▶ [Given problem] Copy the following lines exactly as they appear.

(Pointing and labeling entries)
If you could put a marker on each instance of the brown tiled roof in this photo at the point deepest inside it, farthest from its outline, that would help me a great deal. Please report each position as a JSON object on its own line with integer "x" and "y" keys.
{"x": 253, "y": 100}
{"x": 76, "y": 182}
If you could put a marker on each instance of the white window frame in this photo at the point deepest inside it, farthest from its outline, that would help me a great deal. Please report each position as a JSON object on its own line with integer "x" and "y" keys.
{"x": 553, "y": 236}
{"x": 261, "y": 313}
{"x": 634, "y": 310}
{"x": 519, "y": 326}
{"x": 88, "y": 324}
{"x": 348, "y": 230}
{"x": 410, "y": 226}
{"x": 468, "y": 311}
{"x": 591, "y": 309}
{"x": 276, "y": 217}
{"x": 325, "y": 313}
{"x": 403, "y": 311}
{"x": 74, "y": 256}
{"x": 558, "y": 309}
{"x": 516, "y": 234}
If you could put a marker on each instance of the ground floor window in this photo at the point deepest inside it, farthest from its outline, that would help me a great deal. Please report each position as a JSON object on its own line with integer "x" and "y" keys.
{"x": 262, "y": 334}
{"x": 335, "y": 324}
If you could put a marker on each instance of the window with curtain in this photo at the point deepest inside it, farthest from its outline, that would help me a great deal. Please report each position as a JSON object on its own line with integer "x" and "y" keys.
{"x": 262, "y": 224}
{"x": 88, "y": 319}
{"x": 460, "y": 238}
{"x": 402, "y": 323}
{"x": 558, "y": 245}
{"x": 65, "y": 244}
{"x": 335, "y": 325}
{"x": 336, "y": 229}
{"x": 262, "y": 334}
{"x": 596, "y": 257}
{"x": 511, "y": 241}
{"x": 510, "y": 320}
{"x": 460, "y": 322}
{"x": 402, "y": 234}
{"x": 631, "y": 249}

▶ [Answer to this exercise]
If you could put a marker on each instance of the brown tiled roof in this photo at the point deepest inside it, farthest from its outline, that would help me a great deal. Please report each position as a JSON object on its own line with integer "x" and "y" keys.
{"x": 253, "y": 100}
{"x": 76, "y": 182}
If you could put a marker on each instance of the white window frame in this photo at the point deepest inside it, farthest from its outline, that would help me a great deal. Please report each position as a JSON object on its own line with integer "x" and "y" keys.
{"x": 553, "y": 236}
{"x": 261, "y": 313}
{"x": 634, "y": 310}
{"x": 519, "y": 326}
{"x": 88, "y": 324}
{"x": 348, "y": 230}
{"x": 410, "y": 226}
{"x": 468, "y": 311}
{"x": 591, "y": 309}
{"x": 276, "y": 217}
{"x": 325, "y": 313}
{"x": 403, "y": 311}
{"x": 74, "y": 256}
{"x": 558, "y": 309}
{"x": 516, "y": 234}
If you could put a marker on each instance of the ground floor window in this photo at the point deepest inside it, farthest from its outline, that would help me a great deal. Please report each position as a JSON object on its own line with integer "x" and "y" keys.
{"x": 262, "y": 334}
{"x": 335, "y": 324}
If you could put a marker on each instance of the window with curtain in this photo at the point deepest inside it, farthest from its outline, that would help me a great deal. Please report each position as a JSON object on its own line with integer "x" and "y" keys.
{"x": 262, "y": 224}
{"x": 88, "y": 319}
{"x": 460, "y": 238}
{"x": 402, "y": 323}
{"x": 558, "y": 245}
{"x": 65, "y": 244}
{"x": 335, "y": 325}
{"x": 336, "y": 229}
{"x": 262, "y": 334}
{"x": 596, "y": 257}
{"x": 511, "y": 241}
{"x": 510, "y": 320}
{"x": 460, "y": 322}
{"x": 402, "y": 234}
{"x": 631, "y": 249}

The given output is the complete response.